(Boundary labeling items)
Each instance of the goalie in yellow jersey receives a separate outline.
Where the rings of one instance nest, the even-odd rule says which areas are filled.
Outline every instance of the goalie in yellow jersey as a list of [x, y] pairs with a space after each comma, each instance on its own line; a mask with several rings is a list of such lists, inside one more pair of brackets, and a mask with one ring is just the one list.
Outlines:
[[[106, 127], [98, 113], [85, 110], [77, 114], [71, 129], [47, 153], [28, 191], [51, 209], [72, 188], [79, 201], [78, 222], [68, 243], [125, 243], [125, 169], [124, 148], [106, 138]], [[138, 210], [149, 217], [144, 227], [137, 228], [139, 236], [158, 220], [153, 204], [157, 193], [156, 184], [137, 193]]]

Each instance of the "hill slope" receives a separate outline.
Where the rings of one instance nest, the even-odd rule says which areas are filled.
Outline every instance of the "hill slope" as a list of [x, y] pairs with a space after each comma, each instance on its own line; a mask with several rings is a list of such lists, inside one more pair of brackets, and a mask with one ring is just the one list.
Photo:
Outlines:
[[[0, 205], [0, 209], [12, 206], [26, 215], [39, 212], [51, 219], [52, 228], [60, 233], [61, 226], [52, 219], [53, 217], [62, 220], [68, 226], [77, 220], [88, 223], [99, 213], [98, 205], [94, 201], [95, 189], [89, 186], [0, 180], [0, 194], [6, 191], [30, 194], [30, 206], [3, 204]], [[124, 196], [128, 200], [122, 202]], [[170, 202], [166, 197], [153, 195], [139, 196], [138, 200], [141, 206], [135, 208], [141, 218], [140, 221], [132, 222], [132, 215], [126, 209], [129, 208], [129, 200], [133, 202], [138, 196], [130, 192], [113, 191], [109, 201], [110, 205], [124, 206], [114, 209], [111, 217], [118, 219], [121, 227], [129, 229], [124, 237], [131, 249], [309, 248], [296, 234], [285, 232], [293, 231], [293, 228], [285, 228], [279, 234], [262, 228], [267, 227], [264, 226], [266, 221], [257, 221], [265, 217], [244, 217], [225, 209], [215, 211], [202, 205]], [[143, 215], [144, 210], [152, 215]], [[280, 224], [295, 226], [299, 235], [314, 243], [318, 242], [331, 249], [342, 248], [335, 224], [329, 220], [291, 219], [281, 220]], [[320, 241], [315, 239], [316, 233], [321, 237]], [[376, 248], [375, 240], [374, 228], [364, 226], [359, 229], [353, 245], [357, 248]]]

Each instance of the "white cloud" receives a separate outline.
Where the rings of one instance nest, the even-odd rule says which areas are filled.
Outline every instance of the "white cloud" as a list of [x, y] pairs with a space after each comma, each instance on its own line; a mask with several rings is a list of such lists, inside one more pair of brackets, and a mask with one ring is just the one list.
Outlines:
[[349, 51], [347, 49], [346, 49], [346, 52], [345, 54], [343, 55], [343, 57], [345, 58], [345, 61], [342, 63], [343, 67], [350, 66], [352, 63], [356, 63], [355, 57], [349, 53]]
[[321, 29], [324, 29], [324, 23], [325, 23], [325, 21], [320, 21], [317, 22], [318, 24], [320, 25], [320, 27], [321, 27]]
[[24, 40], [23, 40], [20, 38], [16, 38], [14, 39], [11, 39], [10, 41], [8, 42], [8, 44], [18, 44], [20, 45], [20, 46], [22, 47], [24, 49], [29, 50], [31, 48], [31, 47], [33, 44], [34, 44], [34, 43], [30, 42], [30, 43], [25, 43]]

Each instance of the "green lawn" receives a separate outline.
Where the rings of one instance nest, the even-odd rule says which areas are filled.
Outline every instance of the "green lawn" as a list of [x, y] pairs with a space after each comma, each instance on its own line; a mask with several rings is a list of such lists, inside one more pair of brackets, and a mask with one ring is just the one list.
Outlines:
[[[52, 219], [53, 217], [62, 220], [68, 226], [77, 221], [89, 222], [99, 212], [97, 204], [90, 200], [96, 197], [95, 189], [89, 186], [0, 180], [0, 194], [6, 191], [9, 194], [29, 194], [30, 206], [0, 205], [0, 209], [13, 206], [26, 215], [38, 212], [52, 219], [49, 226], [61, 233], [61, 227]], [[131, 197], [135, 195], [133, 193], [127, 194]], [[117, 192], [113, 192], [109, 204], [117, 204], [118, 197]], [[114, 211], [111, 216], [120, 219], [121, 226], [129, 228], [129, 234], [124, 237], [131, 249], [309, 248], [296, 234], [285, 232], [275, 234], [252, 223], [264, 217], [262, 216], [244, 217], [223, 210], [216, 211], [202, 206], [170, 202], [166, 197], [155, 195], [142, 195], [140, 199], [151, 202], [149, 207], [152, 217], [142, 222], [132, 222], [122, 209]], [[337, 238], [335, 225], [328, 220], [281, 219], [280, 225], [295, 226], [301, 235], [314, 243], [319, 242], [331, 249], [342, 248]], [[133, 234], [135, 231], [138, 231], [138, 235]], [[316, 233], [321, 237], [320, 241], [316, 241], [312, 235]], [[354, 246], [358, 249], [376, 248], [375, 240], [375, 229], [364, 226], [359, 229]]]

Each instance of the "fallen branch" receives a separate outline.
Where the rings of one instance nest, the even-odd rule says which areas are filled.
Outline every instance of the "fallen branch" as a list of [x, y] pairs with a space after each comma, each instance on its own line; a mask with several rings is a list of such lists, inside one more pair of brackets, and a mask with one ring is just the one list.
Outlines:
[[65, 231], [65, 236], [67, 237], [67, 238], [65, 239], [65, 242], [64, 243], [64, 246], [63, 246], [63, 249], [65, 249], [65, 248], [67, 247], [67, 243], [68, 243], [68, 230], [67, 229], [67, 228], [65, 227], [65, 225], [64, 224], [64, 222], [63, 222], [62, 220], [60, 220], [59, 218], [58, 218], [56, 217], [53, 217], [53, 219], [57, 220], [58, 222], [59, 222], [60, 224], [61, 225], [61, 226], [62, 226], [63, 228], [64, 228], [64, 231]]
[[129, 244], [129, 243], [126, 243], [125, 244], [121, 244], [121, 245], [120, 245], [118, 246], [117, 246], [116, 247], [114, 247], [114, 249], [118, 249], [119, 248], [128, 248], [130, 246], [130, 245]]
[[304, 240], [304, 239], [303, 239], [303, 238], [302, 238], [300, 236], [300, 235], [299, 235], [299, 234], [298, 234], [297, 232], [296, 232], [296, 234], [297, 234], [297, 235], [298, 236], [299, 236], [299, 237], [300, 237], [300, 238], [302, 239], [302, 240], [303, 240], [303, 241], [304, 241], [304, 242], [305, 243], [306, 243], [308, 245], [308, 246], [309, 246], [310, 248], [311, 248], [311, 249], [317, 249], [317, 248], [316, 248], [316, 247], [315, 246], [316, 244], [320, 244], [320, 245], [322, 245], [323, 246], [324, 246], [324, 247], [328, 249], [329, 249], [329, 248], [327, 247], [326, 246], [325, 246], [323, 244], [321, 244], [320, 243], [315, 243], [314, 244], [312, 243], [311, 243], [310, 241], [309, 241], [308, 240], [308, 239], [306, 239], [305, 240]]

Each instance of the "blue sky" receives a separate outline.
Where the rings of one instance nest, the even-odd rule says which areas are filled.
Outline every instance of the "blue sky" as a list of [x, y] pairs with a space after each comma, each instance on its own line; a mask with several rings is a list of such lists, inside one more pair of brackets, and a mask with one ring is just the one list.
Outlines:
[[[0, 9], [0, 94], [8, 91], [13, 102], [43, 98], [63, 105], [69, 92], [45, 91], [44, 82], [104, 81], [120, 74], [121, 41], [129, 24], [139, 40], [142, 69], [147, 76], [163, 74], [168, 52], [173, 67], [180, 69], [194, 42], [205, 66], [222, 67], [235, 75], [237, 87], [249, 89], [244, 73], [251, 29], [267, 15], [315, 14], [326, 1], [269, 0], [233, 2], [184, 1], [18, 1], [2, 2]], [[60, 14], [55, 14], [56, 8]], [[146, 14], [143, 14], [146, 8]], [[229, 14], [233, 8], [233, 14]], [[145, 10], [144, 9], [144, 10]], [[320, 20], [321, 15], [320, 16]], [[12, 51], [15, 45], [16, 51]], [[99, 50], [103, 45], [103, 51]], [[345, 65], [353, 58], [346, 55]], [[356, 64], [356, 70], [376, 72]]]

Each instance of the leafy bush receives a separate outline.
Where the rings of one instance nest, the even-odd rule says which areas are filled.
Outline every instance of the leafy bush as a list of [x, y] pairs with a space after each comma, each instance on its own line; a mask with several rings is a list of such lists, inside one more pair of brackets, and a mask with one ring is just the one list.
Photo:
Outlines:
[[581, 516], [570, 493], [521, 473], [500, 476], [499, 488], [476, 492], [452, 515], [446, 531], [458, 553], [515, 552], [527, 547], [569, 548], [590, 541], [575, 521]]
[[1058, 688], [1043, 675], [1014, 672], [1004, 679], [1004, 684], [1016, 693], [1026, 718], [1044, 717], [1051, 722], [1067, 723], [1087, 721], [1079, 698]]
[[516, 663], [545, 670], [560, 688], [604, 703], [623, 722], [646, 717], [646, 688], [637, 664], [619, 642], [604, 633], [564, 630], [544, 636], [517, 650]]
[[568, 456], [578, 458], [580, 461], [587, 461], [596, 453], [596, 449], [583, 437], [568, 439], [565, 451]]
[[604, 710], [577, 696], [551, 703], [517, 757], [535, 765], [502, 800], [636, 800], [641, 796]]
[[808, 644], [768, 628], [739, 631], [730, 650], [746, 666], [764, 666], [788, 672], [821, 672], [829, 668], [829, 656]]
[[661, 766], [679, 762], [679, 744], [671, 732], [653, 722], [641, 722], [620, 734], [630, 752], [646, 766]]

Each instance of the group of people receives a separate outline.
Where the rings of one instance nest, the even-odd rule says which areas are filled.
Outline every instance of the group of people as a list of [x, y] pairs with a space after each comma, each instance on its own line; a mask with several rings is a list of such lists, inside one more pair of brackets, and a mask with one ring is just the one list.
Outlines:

__What the task requires__
Copy out the items word for word, starting with the line that contains "Each instance of the group" and continuing through the end of the items.

__Result of the task__
Each instance of the group of people receives a separate outline.
Where the rings of one instance nest, the even-odd rule says which areas are filled.
Outline every instance of the group of people as a list of [x, y] pairs with a space after each comma, each instance on its own line; a mask with several rings is a list of such lists, inside one more pair of brackets, and a mask with one ring is just the one list.
Outlines:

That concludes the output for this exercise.